#### SELECTION
What motor combination would you recommend then, i have been searching already available kits and anything above 50kw motor size with a controller seems to be in the 5-8k range new, so i figured if i can find an electric motor combination already available used from a production car i can maybe save some dough and use something already designed for street driving.. 

based on my understandings, the Leaf motor and controller combined is under 210lbs stacked outputing 80kw and takes up just slightly more room than a current production sport bike engine, guy over on locostusa posted weight of a 2008 CBR1000rr engine setup, the motor, radiator, hoses, ecu, wiring all weighted in at 249.2lbs.

Also from googling, the reason i brought up the leaf engine is people have claimed to be able to run the motor simplified by resisting out the sensors not needed to remove the safety interlocks..


----------



## Sunking (Aug 10, 2009)

storx said:


> What motor combination would you recommend then, i have been searching already available kits and anything above 50kw motor size with a controller seems to be in the 5-8k range new, so i figured if i can find an electric motor combination already available used from a production car i can maybe save some dough and use something already designed for street driving..

#### PROVIDED DATA
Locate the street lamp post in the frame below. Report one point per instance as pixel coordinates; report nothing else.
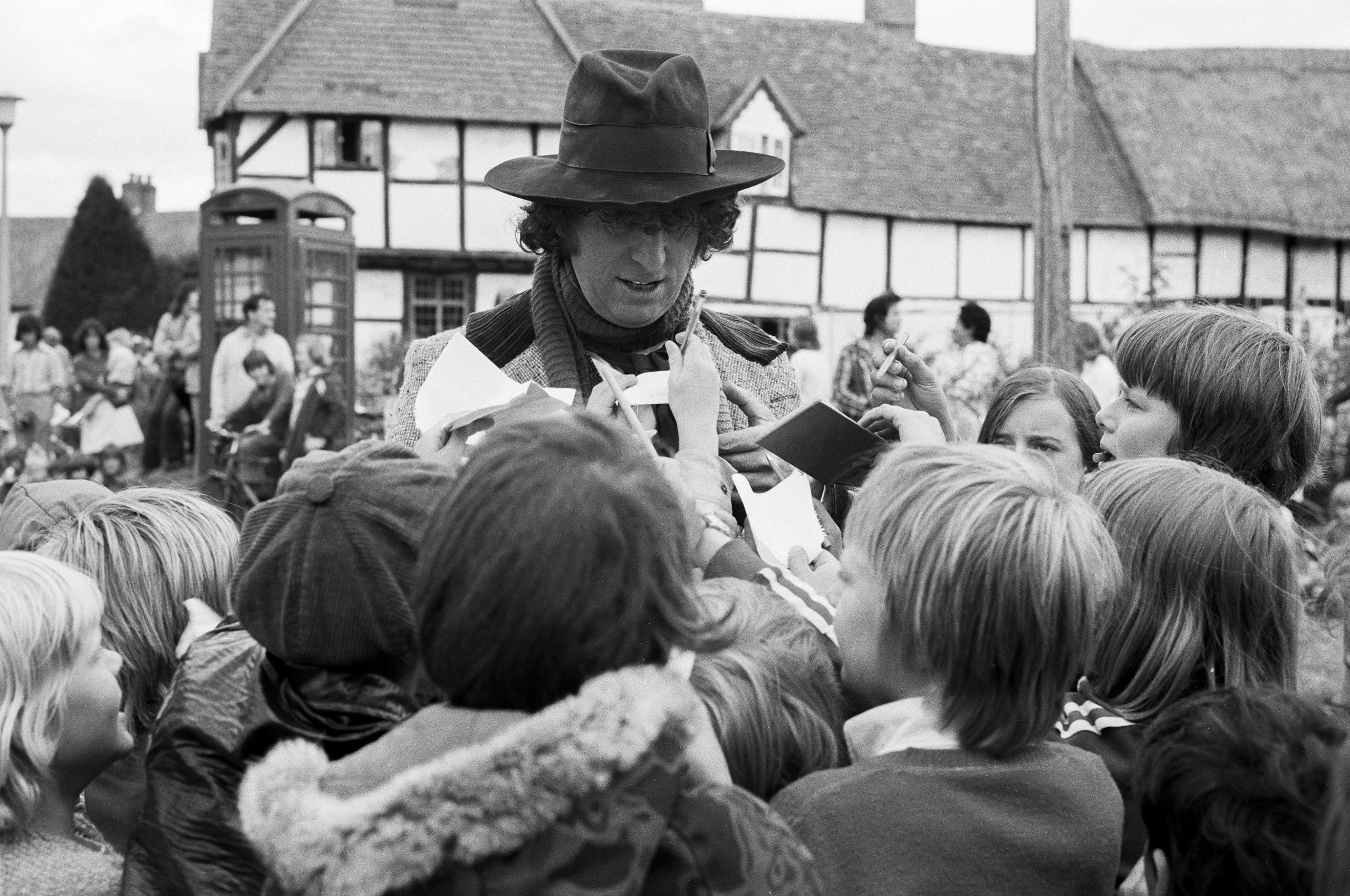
(7, 105)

#### TASKS TO COMPLETE
(a) Return the part of the electric motor thread between "based on my" and "the safety interlocks..", inclusive.
(b) Please resume the electric motor thread from the point where it stops.
The data comes from a separate source.

#### ANSWERS PROVIDED
(a)
based on my understandings, the Leaf motor and controller combined is under 210lbs stacked outputing 80kw and takes up just slightly more room than a current production sport bike engine, guy over on locostusa posted weight of a 2008 CBR1000rr engine setup, the motor, radiator, hoses, ecu, wiring all weighted in at 249.2lbs.

Also from googling, the reason i brought up the leaf engine is people have claimed to be able to run the motor simplified by resisting out the sensors not needed to remove the safety interlocks..

(b)
Hey I think it is a great idea. As it turns out you can find a controller for the Nissan Motor. Catch now appears to be a 360 volt controller cost some serious coins. 

I am not the one to fully answer your questions. My experience is with much smaller and lower voltage. Basically I took a late model Golf Cart and converted it to AC using a 16S 100 AH LFP battery. I built the whole thing for less than some of those HV controllers.

Only thing I can see assuming you find a HV controller is the motor power of 80 Kw. At 360 volts works out to around 220 amps or around 105 hp. You will get all kind of arguments about this, but the minimum battery size requirement is it can meet the Current demands imposed upon the batteries. So how low in AH can you go and still deliver 220 Amps and not exceed the battery Maximum Discharge Rates. . Say 10C for 10 seconds means a minimum of 22 AH or just call it 20 AH. At 360 volts is a 7.2 Kwh battery or around 160 pound battery. I wish you luck, and take care.


----------



## storx (Nov 24, 2013)

Sunking said:


> Hey I think it is a great idea. As it turns out you can find a controller for the Nissan Motor. Catch now appears to be a 360 volt controller cost some serious coins.
> 
> I am not the one to fully answer your questions. My experience is with much smaller and lower voltage. Basically I took a late model Golf Cart and converted it to AC using a 16S 100 AH LFP battery. I built the whole thing for less than some of those HV controllers.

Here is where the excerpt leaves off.